> [Problem description]:
Give the data again exactly as it appears.

> [Available records]:
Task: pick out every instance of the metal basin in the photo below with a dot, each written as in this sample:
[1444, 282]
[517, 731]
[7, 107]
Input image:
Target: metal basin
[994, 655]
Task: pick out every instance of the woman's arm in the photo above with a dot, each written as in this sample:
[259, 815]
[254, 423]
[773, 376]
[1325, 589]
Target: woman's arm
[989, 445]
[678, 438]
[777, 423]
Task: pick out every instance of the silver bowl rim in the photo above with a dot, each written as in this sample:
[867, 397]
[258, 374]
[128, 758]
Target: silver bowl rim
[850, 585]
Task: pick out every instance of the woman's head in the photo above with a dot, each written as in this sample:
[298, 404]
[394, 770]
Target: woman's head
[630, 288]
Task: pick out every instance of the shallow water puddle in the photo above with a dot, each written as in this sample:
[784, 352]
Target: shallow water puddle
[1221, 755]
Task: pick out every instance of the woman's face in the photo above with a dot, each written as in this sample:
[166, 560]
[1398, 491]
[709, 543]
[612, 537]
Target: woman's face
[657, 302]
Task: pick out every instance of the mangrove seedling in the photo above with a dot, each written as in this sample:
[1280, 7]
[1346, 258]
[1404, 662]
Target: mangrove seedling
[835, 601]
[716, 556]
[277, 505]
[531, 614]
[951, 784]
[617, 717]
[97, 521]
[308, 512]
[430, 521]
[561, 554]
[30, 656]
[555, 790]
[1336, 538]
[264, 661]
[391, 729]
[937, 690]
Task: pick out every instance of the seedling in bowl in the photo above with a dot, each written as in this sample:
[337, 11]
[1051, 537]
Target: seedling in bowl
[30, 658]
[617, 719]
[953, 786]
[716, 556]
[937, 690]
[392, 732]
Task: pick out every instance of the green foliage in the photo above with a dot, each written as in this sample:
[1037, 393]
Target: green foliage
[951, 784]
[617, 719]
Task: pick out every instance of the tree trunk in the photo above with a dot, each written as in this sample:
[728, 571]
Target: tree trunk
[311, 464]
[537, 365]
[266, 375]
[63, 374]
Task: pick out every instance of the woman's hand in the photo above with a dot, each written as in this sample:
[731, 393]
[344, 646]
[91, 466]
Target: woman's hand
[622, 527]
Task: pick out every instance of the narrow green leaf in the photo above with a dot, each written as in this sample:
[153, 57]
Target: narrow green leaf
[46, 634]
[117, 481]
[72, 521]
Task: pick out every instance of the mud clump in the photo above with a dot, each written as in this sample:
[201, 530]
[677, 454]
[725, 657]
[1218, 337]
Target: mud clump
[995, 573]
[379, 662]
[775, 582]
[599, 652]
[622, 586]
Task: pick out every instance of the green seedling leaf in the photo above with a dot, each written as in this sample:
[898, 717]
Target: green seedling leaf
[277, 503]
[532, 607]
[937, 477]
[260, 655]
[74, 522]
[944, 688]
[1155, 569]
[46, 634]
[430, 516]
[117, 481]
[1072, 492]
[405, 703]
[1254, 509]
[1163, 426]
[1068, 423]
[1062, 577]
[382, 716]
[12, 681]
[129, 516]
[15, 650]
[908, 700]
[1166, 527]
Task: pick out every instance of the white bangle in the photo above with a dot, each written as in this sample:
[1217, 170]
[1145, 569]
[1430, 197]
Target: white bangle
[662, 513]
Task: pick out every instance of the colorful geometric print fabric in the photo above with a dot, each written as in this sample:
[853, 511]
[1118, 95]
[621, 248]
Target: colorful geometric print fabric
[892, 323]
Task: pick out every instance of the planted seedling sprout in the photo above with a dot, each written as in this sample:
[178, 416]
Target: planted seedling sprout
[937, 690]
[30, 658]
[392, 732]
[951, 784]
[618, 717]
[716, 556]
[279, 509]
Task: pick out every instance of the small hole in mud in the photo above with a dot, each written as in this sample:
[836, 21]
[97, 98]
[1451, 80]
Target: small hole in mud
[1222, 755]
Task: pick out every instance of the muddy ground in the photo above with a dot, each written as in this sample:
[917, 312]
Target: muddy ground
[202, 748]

> [Result]:
Task: pick out every instance of the metal basin in the photo below with a dot, each written as in this sample:
[1444, 282]
[517, 731]
[7, 107]
Input image:
Target: metal basin
[994, 655]
Task: pick out every instance of the woman's arm in the photo above with a dot, each written as in this sample:
[259, 815]
[254, 423]
[773, 376]
[1325, 589]
Target: woman's arm
[989, 445]
[678, 438]
[777, 423]
Task: pick out every instance of the silver bowl rim in the photo above with a dot, each written as in this sample:
[867, 397]
[258, 374]
[128, 758]
Target: silver bowl rim
[850, 585]
Task: pick out every instance of the woman's head in the photo above with a dot, each written as in this sample:
[298, 404]
[394, 770]
Target: woman's head
[630, 288]
Task: pick out every instance of the shallow water puddle in the photo above with a dot, each written as in this sample:
[784, 352]
Target: shallow water puddle
[1221, 755]
Task: pick out every instance of the woman's face in the photo above with a dot, each written as in this sample:
[166, 560]
[1398, 491]
[709, 543]
[612, 537]
Target: woman's face
[657, 302]
Task: pick out every instance of the mangrove seedling in the photo above with a dot, each written as in this sample:
[1280, 7]
[1346, 258]
[1404, 662]
Target: mangrove seedling
[835, 601]
[716, 556]
[277, 505]
[531, 614]
[951, 784]
[617, 717]
[97, 521]
[308, 512]
[430, 521]
[561, 554]
[30, 656]
[555, 790]
[1336, 538]
[264, 661]
[391, 729]
[937, 690]
Task: pick out every instance of the seedling in bowl in the photo above with a dot, each written as in this sample:
[337, 11]
[1051, 537]
Target: seedling in bowl
[30, 658]
[617, 719]
[953, 786]
[716, 556]
[937, 690]
[392, 732]
Task: pick out every instance of the green foliage in the photo above with a dot, each written as in this sample:
[1037, 393]
Target: green foliage
[951, 784]
[617, 719]
Task: pick out every instance of the tree trunk in the photo above with a dot, each written as in this sample:
[728, 571]
Target: tree trunk
[311, 464]
[537, 365]
[266, 375]
[63, 374]
Task: pick out every instance of the woman's hand in the photo above with a dot, each written as in this sample:
[731, 393]
[344, 646]
[91, 466]
Target: woman's hand
[622, 527]
Task: pick out every instance of the narrow green leaf in the photo above with a dot, each written as in this sample:
[153, 57]
Target: narrow green leaf
[46, 634]
[117, 481]
[72, 521]
Task: pick out every instance of the mud clump in the photo above with a dot, each written as in this sample:
[201, 530]
[677, 454]
[725, 657]
[1218, 337]
Target: mud clump
[995, 573]
[379, 662]
[775, 582]
[599, 652]
[622, 586]
Task: pick out every instance of the green seedling leaf in the photo above with a dot, each written as in this sample:
[898, 717]
Target: green seedling leaf
[277, 503]
[532, 607]
[937, 477]
[260, 655]
[74, 522]
[944, 688]
[1155, 569]
[46, 634]
[430, 516]
[117, 481]
[1072, 492]
[405, 703]
[1254, 509]
[1163, 426]
[1068, 423]
[1062, 577]
[382, 716]
[12, 681]
[129, 516]
[15, 650]
[908, 700]
[1166, 527]
Task: pick out every instance of the white bangle in the photo above with a dot, each written as in this sample:
[1217, 170]
[1145, 569]
[1430, 197]
Target: white bangle
[662, 513]
Task: pick out every instance of the colorful geometric print fabric in the photo above with a dot, each written as in this sample:
[853, 511]
[1118, 95]
[621, 248]
Target: colorful geometric print fabric
[892, 323]
Task: pick out every instance of the planted seedling sprout in the photo above with a dot, each written as in this sample:
[178, 416]
Target: planted seedling sprout
[937, 690]
[30, 658]
[392, 732]
[951, 784]
[618, 717]
[716, 556]
[279, 509]
Task: pick out every instance of the small hole in mud in the photo above with a dot, each written as in this sample:
[836, 21]
[97, 98]
[1451, 80]
Target: small hole in mud
[1222, 755]
Task: pick out every instance of the muddy ground in the photo above with a dot, each written as in this sample:
[917, 312]
Target: muddy ground
[202, 748]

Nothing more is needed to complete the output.